Pressure counter pressure casting (PCPC) uses low pressure applied to the molten metal to fill the mold, but also uses a lower “counter” pressure on the mold cavity to control filling and produce the casting. For example, a cast aluminum wheel 200 may have a target yield strength of 55 ksi using higher strength aluminum alloys such as 206, 204 and X149. In one embodiment, the wheel 200 is cast from alloy X149 for the combination of strength, ductility and castability with the PCPC process.

The ablation casting process is a direct chill shape casting technique, which is compatible with cast and most wrought alloy compositions (aluminum & magnesium). The process has the ability to deliver very high static and fatigue mechanical properties. For example, typical increases in static properties may be ˜20% and fatigue properties may increase by ˜50%. These property improvements are achieved by producing a fine grain structure through rapid cooling and solidification rates.

Ablation casting is similar to traditional sand casting in terms of design flexibility (ability to form complicated shapes), tooling costs, and lead times. The process follows a similar sequence to traditional sand casting with the exception of the final ablating process. Molds, similar to a traditional sand casting, are created and inserted into the ablation unit. These molds have binders that break down when run through a water bath later in the ablation process. The mold is filled in a similar fashion as traditional sand casting. The ablation portion of the process has a filled mold fed through a stream of water which erodes away the mold and cools the cast part, resulting in improved mechanical properties.

FIG. 18-24 illustrate another embodiment of a wheel 250, which may be forged or cast. The wheel 250 has a circular mounting flange 252. A series of inner dished walls 203 extend from the mounting flange 252 radially outwards to a first edge 260 of a peripheral rim 256. A series of outer dished walls 254 extend from the mounting flange 252 radially outwards to a second edge 262 of the rim 256. The outer dished walls 254 are radially offset from the inner dished walls 253 along the flange 252. Connector walls 255 extend between the inner dished wall 253, outer dished wall 254, and the peripheral rim 256 to create a continuous wall surface between the flange 252 and the rim 256, leading to a corrugated wall structure for the wheel 250.

A lip 264 extends from the first edge 260 and provides a mounting surface for a wear pad (not shown). The wear pad may be placed along the lip 264 and held in place by mechanical fasteners or the like. A series of mounting points 270, such as tapped holes corresponding to mechanical fasteners, are located along the lip 264 to attach the wear pad. A bolt pattern 272 is located on the mounting flange to attach a wheel 250 to another similar wheel to form a pair of wheels for use with a track on a vehicle. The inner walls 253, outer walls 254, connector walls 255 and peripheral rim 256 may all have tapered wall thicknesses or other varying wall thicknesses.

The wheel 250 may be cast, as is known in the art and as is described previously with respect to wheel 200.

**DATASET EXCERPTS:**
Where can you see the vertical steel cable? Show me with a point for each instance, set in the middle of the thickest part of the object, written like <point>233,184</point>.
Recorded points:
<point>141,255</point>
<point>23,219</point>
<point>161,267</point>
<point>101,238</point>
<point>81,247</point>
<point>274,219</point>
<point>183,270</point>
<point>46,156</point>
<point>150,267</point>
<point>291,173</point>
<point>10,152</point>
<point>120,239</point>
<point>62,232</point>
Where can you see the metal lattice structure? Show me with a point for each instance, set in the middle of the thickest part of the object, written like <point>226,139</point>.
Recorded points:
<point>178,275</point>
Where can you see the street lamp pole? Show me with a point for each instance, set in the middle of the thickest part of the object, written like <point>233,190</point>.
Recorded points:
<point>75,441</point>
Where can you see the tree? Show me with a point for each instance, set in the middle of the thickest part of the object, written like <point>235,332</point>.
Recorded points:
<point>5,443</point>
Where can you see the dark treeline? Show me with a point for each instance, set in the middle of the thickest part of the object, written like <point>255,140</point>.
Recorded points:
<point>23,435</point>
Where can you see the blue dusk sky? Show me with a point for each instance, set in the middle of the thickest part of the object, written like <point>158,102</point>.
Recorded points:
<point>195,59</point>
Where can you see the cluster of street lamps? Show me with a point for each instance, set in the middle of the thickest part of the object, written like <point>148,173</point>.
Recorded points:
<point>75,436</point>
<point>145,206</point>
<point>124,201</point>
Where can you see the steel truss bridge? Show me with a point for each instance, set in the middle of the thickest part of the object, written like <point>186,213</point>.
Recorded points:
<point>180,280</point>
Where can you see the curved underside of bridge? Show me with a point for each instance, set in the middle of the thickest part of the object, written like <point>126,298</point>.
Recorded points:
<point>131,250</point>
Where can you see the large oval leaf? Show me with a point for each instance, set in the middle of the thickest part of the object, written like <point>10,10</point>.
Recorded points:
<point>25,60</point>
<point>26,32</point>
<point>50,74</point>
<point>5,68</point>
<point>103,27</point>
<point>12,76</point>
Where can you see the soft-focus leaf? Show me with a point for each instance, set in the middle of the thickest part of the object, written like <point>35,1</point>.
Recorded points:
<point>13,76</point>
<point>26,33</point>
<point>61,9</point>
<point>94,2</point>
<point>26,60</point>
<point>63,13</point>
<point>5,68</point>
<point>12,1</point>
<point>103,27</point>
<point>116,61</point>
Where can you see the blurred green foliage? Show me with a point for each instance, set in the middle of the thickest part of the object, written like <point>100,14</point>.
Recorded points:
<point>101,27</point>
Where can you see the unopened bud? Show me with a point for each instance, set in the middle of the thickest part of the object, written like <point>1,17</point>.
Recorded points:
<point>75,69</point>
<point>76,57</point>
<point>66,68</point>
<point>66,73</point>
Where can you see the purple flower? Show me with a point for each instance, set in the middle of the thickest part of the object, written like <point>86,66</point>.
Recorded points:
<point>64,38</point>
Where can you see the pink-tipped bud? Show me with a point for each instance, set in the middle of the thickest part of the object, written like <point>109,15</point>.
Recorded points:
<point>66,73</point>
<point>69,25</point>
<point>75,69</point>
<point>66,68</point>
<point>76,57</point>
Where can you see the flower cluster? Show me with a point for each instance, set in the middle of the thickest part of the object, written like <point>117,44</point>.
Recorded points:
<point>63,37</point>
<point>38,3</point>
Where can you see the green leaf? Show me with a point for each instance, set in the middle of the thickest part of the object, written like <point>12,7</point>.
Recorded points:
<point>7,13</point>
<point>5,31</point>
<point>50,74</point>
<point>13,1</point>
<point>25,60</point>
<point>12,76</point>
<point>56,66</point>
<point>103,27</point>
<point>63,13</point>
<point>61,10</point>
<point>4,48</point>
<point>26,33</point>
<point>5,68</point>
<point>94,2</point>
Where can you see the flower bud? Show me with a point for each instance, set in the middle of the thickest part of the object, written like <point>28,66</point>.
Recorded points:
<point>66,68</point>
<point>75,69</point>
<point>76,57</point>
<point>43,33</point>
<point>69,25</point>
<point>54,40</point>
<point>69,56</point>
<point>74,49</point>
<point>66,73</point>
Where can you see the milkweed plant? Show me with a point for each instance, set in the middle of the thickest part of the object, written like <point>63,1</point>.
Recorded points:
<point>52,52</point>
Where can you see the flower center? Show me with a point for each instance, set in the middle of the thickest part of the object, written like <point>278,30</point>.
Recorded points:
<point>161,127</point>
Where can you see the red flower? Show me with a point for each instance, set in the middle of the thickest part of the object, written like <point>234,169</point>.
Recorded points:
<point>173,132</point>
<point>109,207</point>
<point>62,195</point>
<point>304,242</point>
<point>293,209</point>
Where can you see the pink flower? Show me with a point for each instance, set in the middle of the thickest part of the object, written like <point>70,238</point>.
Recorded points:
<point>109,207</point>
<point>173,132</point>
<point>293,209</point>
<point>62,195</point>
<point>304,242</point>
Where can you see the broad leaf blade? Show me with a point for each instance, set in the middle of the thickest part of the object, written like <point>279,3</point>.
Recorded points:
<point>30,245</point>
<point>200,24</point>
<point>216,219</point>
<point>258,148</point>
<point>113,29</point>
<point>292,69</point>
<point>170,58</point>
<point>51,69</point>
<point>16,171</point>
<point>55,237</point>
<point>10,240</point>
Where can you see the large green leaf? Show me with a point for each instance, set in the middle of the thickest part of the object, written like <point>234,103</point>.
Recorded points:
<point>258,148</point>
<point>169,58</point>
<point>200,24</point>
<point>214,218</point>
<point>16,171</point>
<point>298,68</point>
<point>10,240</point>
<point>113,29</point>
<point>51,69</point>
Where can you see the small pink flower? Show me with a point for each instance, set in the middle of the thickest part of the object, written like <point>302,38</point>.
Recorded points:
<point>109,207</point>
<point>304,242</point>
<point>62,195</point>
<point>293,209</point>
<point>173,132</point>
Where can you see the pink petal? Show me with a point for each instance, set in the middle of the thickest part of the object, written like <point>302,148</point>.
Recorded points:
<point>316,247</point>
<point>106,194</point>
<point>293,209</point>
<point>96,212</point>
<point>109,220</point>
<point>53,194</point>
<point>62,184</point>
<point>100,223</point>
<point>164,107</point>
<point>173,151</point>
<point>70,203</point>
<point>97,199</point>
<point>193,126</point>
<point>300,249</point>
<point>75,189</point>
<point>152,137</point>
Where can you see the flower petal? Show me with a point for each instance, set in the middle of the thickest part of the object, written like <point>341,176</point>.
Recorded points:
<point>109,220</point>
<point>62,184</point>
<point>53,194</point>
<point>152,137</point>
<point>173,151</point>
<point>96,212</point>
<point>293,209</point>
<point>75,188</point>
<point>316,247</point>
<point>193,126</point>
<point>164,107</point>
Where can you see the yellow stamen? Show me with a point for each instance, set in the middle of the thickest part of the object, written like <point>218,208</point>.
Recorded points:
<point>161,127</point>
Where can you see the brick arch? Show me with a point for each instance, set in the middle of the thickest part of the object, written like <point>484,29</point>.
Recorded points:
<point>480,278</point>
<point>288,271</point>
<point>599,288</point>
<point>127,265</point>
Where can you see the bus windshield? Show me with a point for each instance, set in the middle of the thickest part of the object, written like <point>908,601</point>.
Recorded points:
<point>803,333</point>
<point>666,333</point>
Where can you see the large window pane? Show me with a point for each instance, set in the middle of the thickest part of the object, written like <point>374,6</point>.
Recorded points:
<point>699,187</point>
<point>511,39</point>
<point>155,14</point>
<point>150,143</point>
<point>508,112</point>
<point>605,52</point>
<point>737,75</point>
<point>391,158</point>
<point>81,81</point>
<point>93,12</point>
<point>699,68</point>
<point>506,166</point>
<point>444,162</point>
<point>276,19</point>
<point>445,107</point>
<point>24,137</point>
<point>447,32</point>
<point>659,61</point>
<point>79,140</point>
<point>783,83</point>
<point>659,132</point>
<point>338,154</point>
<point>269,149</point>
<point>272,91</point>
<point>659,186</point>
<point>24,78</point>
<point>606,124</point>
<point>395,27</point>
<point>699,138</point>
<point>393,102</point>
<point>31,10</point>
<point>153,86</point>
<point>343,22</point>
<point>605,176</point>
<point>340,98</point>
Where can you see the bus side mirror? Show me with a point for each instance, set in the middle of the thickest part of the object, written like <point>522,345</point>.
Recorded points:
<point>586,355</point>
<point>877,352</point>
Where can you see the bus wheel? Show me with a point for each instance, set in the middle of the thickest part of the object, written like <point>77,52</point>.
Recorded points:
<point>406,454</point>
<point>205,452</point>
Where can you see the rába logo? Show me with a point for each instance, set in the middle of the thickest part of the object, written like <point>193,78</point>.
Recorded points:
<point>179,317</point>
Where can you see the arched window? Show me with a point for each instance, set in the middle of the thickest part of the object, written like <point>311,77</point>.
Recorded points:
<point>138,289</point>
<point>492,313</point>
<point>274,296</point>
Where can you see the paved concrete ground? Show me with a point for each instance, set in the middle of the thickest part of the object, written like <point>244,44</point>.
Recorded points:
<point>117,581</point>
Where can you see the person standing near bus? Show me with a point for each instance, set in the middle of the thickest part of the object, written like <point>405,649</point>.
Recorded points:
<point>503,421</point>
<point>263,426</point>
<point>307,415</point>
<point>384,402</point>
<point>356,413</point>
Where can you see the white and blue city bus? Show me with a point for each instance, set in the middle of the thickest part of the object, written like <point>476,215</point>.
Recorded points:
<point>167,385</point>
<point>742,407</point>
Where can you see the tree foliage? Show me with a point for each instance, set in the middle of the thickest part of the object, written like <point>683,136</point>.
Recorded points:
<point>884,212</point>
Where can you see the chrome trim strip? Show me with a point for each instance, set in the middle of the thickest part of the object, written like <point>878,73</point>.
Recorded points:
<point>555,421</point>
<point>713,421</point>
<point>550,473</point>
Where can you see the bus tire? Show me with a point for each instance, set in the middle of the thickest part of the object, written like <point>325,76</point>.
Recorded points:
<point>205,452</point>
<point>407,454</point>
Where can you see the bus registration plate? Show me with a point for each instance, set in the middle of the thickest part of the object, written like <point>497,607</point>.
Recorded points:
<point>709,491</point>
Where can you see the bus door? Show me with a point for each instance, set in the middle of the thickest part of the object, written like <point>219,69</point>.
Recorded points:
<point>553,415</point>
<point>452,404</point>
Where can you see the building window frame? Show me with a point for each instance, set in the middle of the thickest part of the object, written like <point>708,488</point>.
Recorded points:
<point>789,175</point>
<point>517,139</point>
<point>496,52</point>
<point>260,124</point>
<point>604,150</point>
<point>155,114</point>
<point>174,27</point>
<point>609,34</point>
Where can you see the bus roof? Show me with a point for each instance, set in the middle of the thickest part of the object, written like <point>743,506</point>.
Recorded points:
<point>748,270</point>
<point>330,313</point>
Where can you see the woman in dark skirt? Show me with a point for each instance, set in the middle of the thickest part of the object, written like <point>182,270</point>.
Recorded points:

**YOUR OBJECTIVE:** According to the wheel casting text, what does the stream of water do to a filled mold during the ablation portion of the process? The items are not needed for what follows.

**OUTPUT FOR THIS TASK:** It erodes away the mold and cools the cast part.